__PROBLEMS TO WORK ON__:
1. In the baseline hazard abstract below, which two forms of non-proportional hazards have recent advances in oncology treatments identified as especially important?
2. Decide whether each statement agrees with the baseline hazard abstract below. Answer yes or no for each, and quote the words that settle it.
(a) The journal's publisher is BioMed Central.
(b) Under proportional hazards, the shape of the baseline hazard changes the resulting power of standard analyses.
(c) Most randomised clinical trials are designed and analysed with approaches that assume proportional hazards.
3. Write a continuation of the baseline hazard abstract below, picking up after its last sentence.

__PASSAGE TO READ__:
학술논문

Impact of a non-constant baseline hazard on detection of time-dependent treatment effects: a simulation study.
Document Type
Academic Journal
Author
Jachno K; School of Public Health and Preventive Medicine, Monash University, Melbourne, Victoria, Australia. kim.jachno@monash.edu.; Heritier S; School of Public Health and Preventive Medicine, Monash University, Melbourne, Victoria, Australia.; Wolfe R; School of Public Health and Preventive Medicine, Monash University, Melbourne, Victoria, Australia.
Source
Publisher: BioMed Central Country of Publication: England NLM ID: 100968545 Publication Model: Electronic Cited Medium: Internet ISSN: 1471-2288 (Electronic) Linking ISSN: 14712288 NLM ISO Abbreviation: BMC Med Res Methodol Subsets: MEDLINE
Subject
Language
English
Abstract
Background: Non-proportional hazards are common with time-to-event data but the majority of randomised clinical trials (RCTs) are designed and analysed using approaches which assume the treatment effect follows proportional hazards (PH). Recent advances in oncology treatments have identified two forms of non-PH of particular importance - a time lag until treatment becomes effective, and an early effect of treatment that ceases after a period of time. In sample size calculations for treatment effects on time-to-event outcomes where information is based on the number of events rather than the number of participants, there is crucial importance in correct specification of the baseline hazard rate amongst other considerations. Under PH, the shape of the baseline hazard has no effect on the resultant power and magnitude of treatment effects using standard analytical approaches. However, in a non-PH context the appropriateness of analytical approaches can depend on the shape of the underlying hazard.

__RECORDS SHOWN__:
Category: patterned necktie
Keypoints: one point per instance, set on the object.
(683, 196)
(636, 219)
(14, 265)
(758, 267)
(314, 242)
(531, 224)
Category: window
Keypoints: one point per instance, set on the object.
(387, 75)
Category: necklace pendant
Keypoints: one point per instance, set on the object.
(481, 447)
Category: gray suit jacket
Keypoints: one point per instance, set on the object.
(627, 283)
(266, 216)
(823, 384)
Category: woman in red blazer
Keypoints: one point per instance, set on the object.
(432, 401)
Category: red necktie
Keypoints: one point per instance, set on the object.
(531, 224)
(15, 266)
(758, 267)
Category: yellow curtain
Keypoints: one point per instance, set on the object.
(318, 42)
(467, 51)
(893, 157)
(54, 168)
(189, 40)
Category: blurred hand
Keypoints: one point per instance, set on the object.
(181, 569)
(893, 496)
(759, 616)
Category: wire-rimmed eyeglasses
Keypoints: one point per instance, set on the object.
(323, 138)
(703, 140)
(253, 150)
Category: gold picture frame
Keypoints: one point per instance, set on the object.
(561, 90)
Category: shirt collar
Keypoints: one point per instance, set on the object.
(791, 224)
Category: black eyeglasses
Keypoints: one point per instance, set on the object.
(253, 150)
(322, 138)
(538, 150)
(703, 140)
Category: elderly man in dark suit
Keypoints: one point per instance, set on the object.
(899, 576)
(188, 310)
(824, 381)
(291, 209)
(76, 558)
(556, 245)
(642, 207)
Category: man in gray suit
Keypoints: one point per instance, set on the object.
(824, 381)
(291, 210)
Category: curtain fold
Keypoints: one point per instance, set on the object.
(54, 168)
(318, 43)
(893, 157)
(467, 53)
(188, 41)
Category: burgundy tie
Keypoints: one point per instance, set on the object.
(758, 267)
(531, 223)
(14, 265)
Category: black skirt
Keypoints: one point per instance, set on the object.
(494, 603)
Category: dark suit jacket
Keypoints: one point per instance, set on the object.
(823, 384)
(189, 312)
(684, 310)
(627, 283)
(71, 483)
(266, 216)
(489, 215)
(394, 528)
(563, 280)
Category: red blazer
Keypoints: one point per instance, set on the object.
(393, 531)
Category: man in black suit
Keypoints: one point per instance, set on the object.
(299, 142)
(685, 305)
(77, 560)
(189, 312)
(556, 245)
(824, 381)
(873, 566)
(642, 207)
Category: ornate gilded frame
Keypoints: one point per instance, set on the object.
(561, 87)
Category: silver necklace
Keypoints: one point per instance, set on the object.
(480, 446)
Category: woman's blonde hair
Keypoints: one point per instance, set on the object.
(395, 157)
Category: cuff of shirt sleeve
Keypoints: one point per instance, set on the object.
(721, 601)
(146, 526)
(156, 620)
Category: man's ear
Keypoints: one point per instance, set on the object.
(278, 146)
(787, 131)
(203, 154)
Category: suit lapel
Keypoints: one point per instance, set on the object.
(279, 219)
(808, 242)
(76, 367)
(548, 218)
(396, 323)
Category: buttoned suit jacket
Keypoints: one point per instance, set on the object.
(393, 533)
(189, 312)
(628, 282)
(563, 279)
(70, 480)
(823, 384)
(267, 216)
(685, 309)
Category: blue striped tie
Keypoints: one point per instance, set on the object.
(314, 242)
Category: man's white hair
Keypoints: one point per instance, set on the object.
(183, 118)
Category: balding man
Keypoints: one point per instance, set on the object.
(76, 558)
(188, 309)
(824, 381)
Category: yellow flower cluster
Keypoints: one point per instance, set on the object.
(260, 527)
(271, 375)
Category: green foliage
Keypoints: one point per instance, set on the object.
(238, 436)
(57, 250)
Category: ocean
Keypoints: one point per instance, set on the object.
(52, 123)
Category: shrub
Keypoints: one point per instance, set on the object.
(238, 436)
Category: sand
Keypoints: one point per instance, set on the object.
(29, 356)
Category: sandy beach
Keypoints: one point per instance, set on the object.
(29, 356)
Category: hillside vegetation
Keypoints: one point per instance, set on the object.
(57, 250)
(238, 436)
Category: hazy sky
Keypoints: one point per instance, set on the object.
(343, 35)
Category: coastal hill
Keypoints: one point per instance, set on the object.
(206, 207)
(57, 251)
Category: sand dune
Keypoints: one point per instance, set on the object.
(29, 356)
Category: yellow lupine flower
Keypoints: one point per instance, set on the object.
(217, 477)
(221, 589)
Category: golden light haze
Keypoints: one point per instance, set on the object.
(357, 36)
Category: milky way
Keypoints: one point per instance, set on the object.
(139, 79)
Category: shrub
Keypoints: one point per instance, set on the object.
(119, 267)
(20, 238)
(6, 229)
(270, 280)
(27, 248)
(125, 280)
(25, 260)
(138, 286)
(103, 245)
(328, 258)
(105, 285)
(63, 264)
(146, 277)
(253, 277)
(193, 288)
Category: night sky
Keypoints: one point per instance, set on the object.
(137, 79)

__RESPONSES TO THE EXERCISE__:
1. A time lag until treatment becomes effective, and an early effect of treatment that ceases after a period of time.

2.
(a) Yes: "Publisher: BioMed Central"
(b) No: "Under PH, the shape of the baseline hazard has no effect on the resultant power and magnitude of treatment effects using standard analytical approaches."
(c) Yes: "the majority of randomised clinical trials (RCTs) are designed and analysed using approaches which assume the treatment effect follows proportional hazards (PH)"

3.
Methods: A simulation study was undertaken to assess the impact of clinically plausible non-constant baseline hazard rates on the power, magnitude and coverage of commonly utilized regression-based measures of treatment effect and tests of survival curve difference for these two forms of non-PH used in RCTs with time-to-event outcomes.
Results: In the presence of even mild departures from PH, the power, average treatment effect size and coverage were adversely affected. Depending on the nature of the non-proportionality, non-constant event rates could further exacerbate or somewhat ameliorate the losses in power, treatment effect magnitude and coverage observed. No single summary measure of treatment effect was able to adequately describe the full extent of a potentially time-limited treatment benefit whilst maintaining power at nominal levels.
Conclusions: Our results show the increased importance of considering plausible potentially non-constant event rates when non-proportionality of treatment effects could be anticipated. In planning clinical trials with the potential for non-PH, even modest departures from an assumed constant baseline hazard could appreciably impact the power to detect treatment effects depending on the nature of the non-PH. Comprehensive analysis plans may be required to accommodate the description of time-dependent treatment effects.